◆ **STATED GOAL 1**: Locate each line in the listing below that contains the word "bare" and copy it. Case counts.

◆ **TEXT EXCERPT**:
____

Philip Thornton Marye (1872-1935), known as P. Thornton Marye, was an American architect with offices in Atlanta, Georgia.

Marye was born in Alexandria, Virginia, and raised at the family mansion, Brompton, outside Fredericksburg, Virginia. He attended Randolph-Macon College and the University of Virginia before serving in the Fourth Virginia Volunteers in Cuba during the Spanish–American War. Marye trained in architecture briefly with Glen Brown in Washington, D.C., and practiced architecture in Newport News, Virginia, in the early 1900s, but moved to Atlanta in 1903 after receiving the important commission to design the Atlanta Terminal Station. The success of the Atlanta Terminal led to him being selected to design the Terminal Station in Birmingham, Alabama. With partners he designed several notable civic, commercial, and domestic buildings in the Atlanta area, including several which are listed in the National Register of Historic Places. He served in the U.S. Army Construction Division and American Expeditionary Forces Transportation Corps in World War I. Marye also was known for his efforts in architectural preservation, and served as a district officer of the Historic American Buildings Survey and as consultant to the American Institute of Architects Commission for the Preservation of Historic Buildings in America. Several of the buildings Marye designed have been listed in the National Register of Historic Places (NRHP).

____

◆ **STATED GOAL 2**:
Answer these questions using the biography of P. Thornton Marye above:
(a) In what city was Marye born?
(b) What commission led him to move to Atlanta in 1903?
(c) For which survey did he serve as a district officer?

[Bounding-box records]
____

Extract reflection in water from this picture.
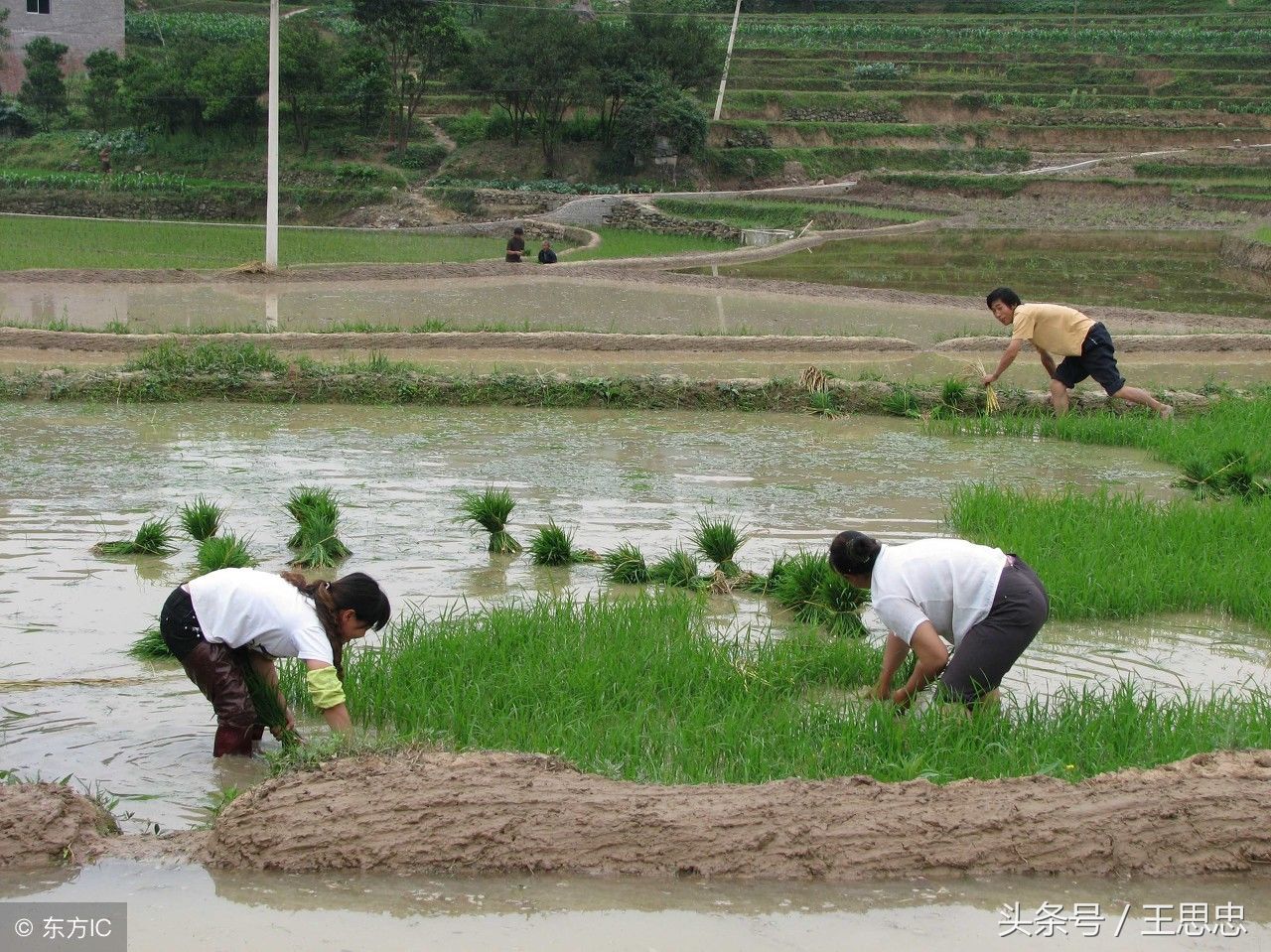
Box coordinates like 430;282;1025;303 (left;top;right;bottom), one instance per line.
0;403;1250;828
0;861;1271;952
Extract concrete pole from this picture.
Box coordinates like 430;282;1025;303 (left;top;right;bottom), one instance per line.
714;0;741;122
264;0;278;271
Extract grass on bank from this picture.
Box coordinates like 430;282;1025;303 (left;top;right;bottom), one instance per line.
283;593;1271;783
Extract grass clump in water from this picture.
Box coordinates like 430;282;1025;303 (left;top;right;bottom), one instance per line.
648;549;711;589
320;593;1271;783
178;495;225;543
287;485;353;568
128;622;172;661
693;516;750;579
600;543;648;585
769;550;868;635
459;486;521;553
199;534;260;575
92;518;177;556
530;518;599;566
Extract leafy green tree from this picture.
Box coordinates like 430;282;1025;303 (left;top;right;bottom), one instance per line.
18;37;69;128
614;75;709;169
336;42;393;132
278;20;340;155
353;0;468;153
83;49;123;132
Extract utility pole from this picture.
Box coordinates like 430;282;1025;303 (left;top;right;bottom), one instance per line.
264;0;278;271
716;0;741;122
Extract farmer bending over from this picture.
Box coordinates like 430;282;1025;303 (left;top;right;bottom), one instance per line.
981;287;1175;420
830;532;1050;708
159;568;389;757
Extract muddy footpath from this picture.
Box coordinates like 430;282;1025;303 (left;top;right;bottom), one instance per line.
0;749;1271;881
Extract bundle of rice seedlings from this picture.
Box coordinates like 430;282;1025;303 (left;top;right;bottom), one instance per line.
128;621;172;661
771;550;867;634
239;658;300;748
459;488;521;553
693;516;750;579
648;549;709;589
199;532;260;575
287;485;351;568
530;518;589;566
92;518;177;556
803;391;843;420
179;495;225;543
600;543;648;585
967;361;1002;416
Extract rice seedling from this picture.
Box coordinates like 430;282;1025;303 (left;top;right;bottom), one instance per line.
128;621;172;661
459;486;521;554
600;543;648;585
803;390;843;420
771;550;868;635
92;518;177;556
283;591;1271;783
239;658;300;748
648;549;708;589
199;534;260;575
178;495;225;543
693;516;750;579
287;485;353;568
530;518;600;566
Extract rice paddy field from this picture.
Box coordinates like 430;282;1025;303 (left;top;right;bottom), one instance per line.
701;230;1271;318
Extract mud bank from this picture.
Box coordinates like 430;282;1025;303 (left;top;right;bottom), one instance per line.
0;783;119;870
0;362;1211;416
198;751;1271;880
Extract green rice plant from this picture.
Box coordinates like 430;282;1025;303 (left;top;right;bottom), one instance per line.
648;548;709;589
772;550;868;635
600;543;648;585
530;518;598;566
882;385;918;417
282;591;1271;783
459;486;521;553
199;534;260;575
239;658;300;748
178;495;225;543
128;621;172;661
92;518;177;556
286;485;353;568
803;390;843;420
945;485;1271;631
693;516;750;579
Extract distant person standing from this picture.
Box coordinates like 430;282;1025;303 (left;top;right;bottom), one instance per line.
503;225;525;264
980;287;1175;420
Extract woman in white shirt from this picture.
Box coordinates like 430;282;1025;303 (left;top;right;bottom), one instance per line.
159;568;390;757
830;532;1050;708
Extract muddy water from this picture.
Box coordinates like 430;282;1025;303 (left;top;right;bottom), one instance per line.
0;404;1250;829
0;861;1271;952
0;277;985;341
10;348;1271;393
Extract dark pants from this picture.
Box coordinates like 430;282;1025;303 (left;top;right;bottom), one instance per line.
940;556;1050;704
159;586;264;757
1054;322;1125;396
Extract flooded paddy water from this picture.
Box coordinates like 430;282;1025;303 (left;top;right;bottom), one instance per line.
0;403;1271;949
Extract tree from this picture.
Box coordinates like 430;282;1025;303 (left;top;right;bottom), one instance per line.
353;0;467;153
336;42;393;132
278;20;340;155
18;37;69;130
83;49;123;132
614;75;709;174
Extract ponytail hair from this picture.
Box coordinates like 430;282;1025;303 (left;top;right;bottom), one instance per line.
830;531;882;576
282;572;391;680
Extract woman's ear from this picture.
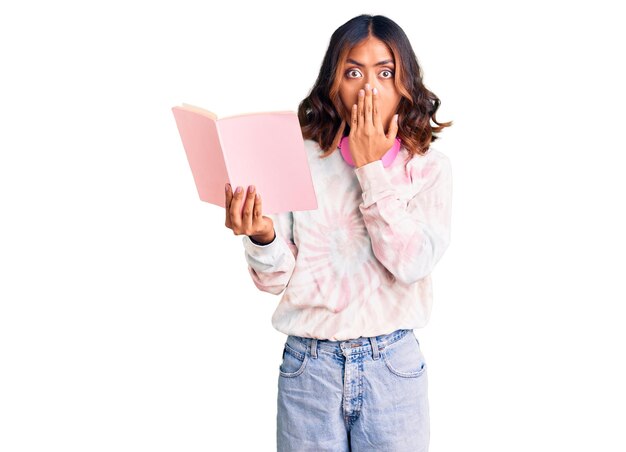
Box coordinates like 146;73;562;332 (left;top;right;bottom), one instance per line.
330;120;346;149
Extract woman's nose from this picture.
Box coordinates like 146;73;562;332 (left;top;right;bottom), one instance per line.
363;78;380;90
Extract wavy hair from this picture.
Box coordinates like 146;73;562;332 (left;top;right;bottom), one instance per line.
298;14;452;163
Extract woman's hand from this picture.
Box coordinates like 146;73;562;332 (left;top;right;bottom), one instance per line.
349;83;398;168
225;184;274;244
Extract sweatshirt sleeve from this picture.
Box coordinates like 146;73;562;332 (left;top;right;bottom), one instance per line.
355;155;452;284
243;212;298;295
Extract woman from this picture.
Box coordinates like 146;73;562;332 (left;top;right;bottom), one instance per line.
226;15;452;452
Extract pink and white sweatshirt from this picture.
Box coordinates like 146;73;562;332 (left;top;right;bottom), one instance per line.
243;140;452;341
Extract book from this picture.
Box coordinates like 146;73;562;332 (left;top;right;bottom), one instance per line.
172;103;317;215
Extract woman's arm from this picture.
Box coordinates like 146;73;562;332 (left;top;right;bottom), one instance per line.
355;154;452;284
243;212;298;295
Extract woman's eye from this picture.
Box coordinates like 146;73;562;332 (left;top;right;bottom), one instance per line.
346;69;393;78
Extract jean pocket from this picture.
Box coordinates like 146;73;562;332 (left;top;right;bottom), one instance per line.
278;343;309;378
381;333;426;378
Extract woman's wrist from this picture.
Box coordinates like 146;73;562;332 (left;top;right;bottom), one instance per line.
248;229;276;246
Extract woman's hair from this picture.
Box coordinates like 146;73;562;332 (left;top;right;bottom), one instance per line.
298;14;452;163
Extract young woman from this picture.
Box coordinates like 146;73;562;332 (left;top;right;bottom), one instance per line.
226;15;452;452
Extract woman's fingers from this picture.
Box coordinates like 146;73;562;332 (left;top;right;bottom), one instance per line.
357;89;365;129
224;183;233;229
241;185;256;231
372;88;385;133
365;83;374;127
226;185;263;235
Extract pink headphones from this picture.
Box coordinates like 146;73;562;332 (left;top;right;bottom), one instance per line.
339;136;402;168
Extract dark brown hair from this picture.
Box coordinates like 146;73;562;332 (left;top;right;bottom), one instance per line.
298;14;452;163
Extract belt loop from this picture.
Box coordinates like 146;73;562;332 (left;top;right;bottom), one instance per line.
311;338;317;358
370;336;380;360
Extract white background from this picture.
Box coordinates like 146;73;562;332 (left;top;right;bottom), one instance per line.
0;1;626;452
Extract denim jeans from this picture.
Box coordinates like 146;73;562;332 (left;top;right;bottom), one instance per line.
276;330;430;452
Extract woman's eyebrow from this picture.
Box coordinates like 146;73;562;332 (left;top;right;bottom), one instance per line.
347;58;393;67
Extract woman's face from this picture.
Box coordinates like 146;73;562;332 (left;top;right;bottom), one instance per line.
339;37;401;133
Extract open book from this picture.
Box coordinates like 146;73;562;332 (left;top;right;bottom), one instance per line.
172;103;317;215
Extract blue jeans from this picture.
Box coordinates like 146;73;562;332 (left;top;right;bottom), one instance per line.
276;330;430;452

____

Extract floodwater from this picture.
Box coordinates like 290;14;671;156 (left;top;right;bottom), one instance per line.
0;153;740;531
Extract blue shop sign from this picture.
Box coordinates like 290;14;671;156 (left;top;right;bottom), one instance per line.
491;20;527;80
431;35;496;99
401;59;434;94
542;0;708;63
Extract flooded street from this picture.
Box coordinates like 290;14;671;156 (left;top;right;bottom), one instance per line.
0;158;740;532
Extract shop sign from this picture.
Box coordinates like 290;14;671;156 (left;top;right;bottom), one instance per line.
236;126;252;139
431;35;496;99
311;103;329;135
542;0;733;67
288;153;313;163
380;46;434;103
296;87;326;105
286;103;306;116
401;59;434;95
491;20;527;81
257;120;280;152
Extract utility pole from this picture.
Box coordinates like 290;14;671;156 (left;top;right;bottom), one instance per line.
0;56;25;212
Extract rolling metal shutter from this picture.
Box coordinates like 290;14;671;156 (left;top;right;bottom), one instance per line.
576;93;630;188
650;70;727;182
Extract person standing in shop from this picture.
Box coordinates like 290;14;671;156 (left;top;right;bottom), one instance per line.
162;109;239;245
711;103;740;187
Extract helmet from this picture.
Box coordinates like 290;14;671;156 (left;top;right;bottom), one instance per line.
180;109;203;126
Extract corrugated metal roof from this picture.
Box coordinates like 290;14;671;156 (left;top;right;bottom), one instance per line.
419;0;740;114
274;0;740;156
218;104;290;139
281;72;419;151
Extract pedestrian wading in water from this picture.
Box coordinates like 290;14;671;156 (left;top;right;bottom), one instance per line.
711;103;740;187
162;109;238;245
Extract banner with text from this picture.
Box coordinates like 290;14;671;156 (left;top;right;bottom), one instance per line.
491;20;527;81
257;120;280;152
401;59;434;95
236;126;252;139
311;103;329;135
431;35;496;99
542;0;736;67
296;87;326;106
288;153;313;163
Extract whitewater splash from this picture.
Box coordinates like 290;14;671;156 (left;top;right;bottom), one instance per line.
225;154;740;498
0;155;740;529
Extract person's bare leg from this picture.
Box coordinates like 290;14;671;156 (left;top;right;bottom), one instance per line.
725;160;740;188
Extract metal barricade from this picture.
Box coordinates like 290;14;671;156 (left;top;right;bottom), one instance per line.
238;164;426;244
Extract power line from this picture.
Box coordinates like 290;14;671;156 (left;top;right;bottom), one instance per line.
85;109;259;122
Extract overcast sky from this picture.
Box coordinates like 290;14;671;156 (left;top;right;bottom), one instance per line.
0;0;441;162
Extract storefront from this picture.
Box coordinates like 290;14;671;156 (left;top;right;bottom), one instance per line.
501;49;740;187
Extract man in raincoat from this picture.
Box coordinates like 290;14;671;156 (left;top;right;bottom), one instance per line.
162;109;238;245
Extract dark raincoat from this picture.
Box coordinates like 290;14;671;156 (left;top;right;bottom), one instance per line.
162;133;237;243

____

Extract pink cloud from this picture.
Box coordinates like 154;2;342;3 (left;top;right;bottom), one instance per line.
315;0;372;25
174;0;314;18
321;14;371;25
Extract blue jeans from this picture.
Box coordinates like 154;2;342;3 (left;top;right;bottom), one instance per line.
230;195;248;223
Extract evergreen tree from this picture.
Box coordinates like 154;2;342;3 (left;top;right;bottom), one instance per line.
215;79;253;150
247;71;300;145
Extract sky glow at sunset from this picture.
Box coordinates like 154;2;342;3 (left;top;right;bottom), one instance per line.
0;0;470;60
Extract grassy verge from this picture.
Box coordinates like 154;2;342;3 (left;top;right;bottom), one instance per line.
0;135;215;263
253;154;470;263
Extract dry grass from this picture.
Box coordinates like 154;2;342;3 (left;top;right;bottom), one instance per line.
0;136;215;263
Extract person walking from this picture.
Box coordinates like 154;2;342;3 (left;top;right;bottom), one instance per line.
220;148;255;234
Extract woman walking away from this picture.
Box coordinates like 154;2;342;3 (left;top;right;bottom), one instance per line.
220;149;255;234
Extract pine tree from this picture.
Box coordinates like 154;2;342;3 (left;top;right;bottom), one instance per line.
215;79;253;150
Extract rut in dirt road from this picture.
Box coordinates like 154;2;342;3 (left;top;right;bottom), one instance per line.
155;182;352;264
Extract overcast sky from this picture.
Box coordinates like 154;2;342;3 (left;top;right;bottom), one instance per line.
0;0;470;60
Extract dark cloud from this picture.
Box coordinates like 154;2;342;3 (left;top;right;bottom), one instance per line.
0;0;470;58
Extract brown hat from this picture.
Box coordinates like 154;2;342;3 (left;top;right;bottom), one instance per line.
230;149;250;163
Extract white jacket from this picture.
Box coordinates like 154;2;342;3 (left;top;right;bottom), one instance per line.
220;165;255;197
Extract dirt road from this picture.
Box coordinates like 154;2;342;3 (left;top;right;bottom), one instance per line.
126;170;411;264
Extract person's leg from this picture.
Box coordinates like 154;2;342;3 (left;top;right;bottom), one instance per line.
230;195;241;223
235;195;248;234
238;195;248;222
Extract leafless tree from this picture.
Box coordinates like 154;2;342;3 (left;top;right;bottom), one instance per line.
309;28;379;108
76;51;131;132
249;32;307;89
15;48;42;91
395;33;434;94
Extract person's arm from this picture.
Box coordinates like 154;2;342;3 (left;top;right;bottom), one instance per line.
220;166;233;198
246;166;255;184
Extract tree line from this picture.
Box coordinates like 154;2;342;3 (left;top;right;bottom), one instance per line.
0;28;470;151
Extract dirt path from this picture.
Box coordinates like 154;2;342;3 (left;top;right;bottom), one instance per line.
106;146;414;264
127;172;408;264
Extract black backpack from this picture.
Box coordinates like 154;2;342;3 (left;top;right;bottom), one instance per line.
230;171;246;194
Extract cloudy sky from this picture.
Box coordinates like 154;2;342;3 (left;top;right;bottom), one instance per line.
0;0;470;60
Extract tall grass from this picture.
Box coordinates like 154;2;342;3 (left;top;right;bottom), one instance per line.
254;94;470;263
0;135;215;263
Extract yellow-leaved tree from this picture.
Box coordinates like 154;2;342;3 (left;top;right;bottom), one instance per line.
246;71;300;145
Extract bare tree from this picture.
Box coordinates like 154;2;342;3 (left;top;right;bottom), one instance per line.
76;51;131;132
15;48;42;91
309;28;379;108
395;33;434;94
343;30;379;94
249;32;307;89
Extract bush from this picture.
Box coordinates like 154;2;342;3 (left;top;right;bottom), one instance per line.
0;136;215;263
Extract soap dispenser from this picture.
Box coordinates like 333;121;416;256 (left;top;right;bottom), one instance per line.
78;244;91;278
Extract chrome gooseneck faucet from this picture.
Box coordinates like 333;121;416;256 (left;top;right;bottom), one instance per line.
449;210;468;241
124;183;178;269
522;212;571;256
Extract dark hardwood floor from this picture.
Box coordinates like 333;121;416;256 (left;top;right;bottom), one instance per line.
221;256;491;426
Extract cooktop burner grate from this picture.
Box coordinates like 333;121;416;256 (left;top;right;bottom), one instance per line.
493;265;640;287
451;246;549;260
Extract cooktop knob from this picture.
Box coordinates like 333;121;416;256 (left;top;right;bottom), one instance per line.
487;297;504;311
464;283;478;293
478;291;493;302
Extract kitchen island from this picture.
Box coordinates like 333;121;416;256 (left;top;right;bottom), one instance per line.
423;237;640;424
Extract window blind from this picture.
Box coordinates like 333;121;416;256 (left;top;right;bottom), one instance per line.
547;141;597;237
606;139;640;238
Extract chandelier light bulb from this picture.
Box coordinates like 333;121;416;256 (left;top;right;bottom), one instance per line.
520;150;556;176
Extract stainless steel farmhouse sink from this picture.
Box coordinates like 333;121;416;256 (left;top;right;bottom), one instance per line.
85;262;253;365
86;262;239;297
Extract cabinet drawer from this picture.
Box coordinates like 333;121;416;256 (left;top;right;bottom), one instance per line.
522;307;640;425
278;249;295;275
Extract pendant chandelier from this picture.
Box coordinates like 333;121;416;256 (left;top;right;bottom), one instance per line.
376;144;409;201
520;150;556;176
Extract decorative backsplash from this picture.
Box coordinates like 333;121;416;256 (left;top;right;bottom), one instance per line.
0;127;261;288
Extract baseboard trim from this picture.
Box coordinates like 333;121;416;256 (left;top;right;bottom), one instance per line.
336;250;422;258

____

◆ **FULL SOLUTION 1**:
Extract person's bare leg from this picture.
Extract bare tree from this picture.

◆ **FULL SOLUTION 2**:
(a) Alexandria, Virginia
(b) Designing the Atlanta Terminal Station
(c) The Historic American Buildings Survey